Lines before the one containing "and find green" are not wanted. Transcribe that line and all after it exactly, to the end of the entries.

*Material for the task*:
—————

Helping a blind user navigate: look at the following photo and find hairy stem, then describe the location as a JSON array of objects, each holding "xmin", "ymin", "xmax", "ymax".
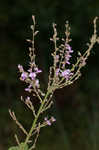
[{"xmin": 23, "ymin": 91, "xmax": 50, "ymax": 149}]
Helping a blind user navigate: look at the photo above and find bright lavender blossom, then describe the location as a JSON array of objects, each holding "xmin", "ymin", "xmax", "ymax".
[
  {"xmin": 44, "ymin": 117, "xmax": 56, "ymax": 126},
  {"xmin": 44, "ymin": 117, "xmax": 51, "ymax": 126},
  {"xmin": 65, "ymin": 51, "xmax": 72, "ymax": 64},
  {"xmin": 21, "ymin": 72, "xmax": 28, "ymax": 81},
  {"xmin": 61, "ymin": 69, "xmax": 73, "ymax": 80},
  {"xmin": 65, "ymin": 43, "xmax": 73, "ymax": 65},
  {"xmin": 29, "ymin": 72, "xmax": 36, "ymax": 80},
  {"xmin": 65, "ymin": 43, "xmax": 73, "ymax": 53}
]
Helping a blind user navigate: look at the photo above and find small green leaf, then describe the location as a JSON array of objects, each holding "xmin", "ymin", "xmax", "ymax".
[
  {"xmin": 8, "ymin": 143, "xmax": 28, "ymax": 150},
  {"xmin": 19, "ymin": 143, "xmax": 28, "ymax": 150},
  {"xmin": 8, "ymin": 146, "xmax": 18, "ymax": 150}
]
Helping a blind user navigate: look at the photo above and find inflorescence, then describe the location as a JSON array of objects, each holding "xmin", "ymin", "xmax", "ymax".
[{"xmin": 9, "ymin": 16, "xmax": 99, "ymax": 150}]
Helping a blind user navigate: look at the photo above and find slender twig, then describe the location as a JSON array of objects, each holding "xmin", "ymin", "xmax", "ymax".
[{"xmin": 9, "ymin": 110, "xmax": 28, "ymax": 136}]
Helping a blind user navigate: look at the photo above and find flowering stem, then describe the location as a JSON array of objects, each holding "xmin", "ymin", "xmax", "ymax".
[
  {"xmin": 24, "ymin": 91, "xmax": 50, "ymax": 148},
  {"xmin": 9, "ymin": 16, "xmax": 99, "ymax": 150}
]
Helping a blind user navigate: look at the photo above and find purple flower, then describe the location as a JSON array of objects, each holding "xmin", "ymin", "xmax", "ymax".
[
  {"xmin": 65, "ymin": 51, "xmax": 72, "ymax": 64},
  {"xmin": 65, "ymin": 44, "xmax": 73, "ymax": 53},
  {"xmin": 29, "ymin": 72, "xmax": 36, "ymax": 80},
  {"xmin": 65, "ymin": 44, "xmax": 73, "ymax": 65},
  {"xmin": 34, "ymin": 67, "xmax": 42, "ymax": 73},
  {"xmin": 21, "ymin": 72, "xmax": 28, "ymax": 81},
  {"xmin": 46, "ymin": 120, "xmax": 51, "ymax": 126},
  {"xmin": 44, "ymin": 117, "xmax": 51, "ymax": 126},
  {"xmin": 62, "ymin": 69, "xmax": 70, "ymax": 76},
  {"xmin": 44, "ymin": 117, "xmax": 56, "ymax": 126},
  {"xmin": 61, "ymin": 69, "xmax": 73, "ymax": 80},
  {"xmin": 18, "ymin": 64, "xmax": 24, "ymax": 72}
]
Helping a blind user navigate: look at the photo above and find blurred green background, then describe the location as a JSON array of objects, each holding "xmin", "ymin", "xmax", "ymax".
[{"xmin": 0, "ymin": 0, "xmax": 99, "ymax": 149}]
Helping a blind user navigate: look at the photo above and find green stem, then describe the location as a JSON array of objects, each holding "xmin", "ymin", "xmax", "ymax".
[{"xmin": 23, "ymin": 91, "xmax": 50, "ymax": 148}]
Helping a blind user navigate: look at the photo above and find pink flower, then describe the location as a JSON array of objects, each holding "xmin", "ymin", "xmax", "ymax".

—————

*Written solution*:
Helping a blind user navigate: look at the photo above and find green stem, then describe the location as a JSON array of objects, each holding "xmin", "ymin", "xmax", "ymax".
[{"xmin": 23, "ymin": 91, "xmax": 50, "ymax": 148}]
Helping a blind user navigate: look at the photo above and find pink flower, then describe the location as a JSON array of objects, each holding "xmin", "ymin", "xmax", "ymax".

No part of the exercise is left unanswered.